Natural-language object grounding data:
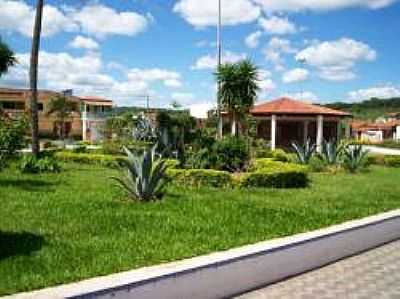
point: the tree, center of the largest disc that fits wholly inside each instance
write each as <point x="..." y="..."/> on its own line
<point x="62" y="109"/>
<point x="7" y="58"/>
<point x="33" y="77"/>
<point x="238" y="89"/>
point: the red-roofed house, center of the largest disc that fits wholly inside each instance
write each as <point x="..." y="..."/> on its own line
<point x="285" y="120"/>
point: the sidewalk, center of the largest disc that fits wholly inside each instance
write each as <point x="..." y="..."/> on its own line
<point x="374" y="274"/>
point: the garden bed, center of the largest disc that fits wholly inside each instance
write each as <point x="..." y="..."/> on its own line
<point x="59" y="228"/>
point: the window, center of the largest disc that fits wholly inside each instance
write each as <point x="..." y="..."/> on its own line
<point x="6" y="105"/>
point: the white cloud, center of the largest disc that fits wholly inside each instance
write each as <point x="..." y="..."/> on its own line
<point x="253" y="39"/>
<point x="295" y="75"/>
<point x="168" y="78"/>
<point x="94" y="19"/>
<point x="200" y="110"/>
<point x="87" y="75"/>
<point x="382" y="92"/>
<point x="265" y="83"/>
<point x="100" y="20"/>
<point x="335" y="60"/>
<point x="183" y="97"/>
<point x="81" y="42"/>
<point x="17" y="16"/>
<point x="210" y="61"/>
<point x="307" y="96"/>
<point x="275" y="50"/>
<point x="277" y="25"/>
<point x="205" y="13"/>
<point x="319" y="5"/>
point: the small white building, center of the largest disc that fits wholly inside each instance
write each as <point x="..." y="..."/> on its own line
<point x="94" y="111"/>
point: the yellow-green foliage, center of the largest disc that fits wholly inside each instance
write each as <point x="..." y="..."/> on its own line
<point x="392" y="161"/>
<point x="85" y="158"/>
<point x="271" y="164"/>
<point x="267" y="173"/>
<point x="200" y="177"/>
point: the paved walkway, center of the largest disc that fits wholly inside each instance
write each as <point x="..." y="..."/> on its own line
<point x="374" y="274"/>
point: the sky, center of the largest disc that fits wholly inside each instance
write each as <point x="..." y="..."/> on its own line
<point x="316" y="50"/>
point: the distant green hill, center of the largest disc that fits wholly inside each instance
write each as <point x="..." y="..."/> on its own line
<point x="369" y="110"/>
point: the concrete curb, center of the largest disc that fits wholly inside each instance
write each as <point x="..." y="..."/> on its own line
<point x="228" y="273"/>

#### What to produce:
Type the lines above out again exactly as they appear, skipping every picture.

#### Reply to the exercise:
point: the tree, center of the largest disc that fits wholly inside each instance
write each as <point x="..." y="..."/> on its own line
<point x="62" y="109"/>
<point x="7" y="58"/>
<point x="33" y="77"/>
<point x="238" y="89"/>
point: the red-roofed house, center of the largest disc that fits wholly inside each instance
write each as <point x="..." y="..."/> on its own line
<point x="285" y="120"/>
point: the sidewalk, center of the largest disc that fits wholly inside each instance
write each as <point x="..." y="..."/> on its own line
<point x="374" y="274"/>
point: the garden bed, center of the largest disc that fits wholly inside each instance
write each as <point x="..." y="..."/> on its own line
<point x="59" y="228"/>
point: the window, center of the largest disc that fits wholly inside each instance
write each as <point x="..." y="..."/> on its own line
<point x="6" y="105"/>
point: the white cloud, center of the largest disc that fits wholly inside each instance
write each as <point x="..." y="..."/> on its own line
<point x="253" y="39"/>
<point x="295" y="75"/>
<point x="168" y="78"/>
<point x="94" y="19"/>
<point x="200" y="110"/>
<point x="87" y="75"/>
<point x="382" y="92"/>
<point x="265" y="83"/>
<point x="100" y="20"/>
<point x="335" y="60"/>
<point x="183" y="97"/>
<point x="81" y="42"/>
<point x="17" y="16"/>
<point x="210" y="61"/>
<point x="307" y="96"/>
<point x="275" y="50"/>
<point x="277" y="25"/>
<point x="205" y="13"/>
<point x="319" y="5"/>
point: the small white building, center of the largest disc that fits wholly inside each instance
write each as <point x="..." y="..."/> on its own line
<point x="94" y="111"/>
point: the yellow-green foliage, center of the largest disc that fits wholly inside each instance
write each as <point x="..." y="..."/> on its own line
<point x="392" y="161"/>
<point x="85" y="158"/>
<point x="271" y="164"/>
<point x="267" y="173"/>
<point x="200" y="177"/>
point: the paved walkway, center of the largest disc that fits wholly inside each instance
write each as <point x="..." y="..."/> on its own line
<point x="374" y="274"/>
point: the sky, center of the largest disc that fits wholly inside each instance
write each as <point x="..." y="..."/> on its own line
<point x="316" y="50"/>
point: the distant green hill, center of the largest disc that fits wholly inside each instance
write each as <point x="..." y="..."/> on its own line
<point x="369" y="110"/>
point: the concrete curb, center of the largest disc that fits wholly inside each instance
write each as <point x="..." y="..."/> on its own line
<point x="228" y="273"/>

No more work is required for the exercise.